* start Provided entries *

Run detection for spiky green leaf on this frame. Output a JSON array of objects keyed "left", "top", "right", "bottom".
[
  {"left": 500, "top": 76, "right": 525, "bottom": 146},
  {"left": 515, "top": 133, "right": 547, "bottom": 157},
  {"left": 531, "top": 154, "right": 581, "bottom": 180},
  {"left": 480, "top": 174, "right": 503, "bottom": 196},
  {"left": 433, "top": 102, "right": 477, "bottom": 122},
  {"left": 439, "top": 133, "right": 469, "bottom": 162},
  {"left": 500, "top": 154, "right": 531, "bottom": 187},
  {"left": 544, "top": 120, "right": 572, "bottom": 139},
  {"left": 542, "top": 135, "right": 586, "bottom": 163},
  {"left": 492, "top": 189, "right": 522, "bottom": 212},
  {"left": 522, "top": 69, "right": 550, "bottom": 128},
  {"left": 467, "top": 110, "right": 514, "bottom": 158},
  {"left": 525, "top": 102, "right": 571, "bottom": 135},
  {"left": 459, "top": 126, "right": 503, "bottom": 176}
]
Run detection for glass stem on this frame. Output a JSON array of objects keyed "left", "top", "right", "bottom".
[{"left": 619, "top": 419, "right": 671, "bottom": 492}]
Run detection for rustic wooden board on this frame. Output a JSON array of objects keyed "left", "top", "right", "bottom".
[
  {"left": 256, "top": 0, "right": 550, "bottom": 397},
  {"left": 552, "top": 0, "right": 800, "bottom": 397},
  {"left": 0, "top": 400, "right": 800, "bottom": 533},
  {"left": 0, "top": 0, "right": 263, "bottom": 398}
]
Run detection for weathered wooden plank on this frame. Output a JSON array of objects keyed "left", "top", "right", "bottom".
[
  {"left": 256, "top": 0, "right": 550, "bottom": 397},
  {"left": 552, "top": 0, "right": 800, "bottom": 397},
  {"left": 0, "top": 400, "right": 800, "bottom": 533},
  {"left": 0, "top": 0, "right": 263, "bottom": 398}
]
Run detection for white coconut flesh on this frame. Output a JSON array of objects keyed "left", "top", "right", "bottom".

* end Provided entries *

- What you will do: Rewrite all of the items above, switching "this frame" to "this image" wherever it occurs and leaving every other character unchanged.

- Answer to this task:
Run detection for spiky green leaf on this image. Output a JSON array of objects keyed "left", "top", "right", "bottom".
[
  {"left": 500, "top": 76, "right": 525, "bottom": 146},
  {"left": 515, "top": 133, "right": 547, "bottom": 157},
  {"left": 531, "top": 154, "right": 581, "bottom": 180},
  {"left": 480, "top": 174, "right": 503, "bottom": 196},
  {"left": 433, "top": 102, "right": 477, "bottom": 122},
  {"left": 439, "top": 133, "right": 469, "bottom": 162},
  {"left": 500, "top": 154, "right": 531, "bottom": 187},
  {"left": 544, "top": 120, "right": 572, "bottom": 139},
  {"left": 542, "top": 135, "right": 586, "bottom": 163},
  {"left": 492, "top": 189, "right": 522, "bottom": 212},
  {"left": 522, "top": 69, "right": 550, "bottom": 128},
  {"left": 467, "top": 110, "right": 514, "bottom": 158},
  {"left": 525, "top": 102, "right": 571, "bottom": 135},
  {"left": 459, "top": 126, "right": 503, "bottom": 176}
]
Run detection for glass stem on this image. Output a JSON array of objects keyed "left", "top", "right", "bottom".
[{"left": 619, "top": 419, "right": 671, "bottom": 492}]
Run detection for rustic wooden board on this image. Output a JSON array of objects keyed "left", "top", "right", "bottom".
[
  {"left": 256, "top": 0, "right": 550, "bottom": 397},
  {"left": 552, "top": 0, "right": 800, "bottom": 397},
  {"left": 0, "top": 400, "right": 800, "bottom": 533},
  {"left": 0, "top": 0, "right": 263, "bottom": 398}
]
Run detection for weathered wooden plank on this image. Output a JSON array of objects keyed "left", "top", "right", "bottom".
[
  {"left": 256, "top": 0, "right": 550, "bottom": 397},
  {"left": 552, "top": 0, "right": 800, "bottom": 397},
  {"left": 0, "top": 400, "right": 800, "bottom": 533},
  {"left": 0, "top": 0, "right": 263, "bottom": 398}
]
Run detection for white coconut flesh on this image. Output a JSON array of objects keyed "left", "top", "right", "bottom".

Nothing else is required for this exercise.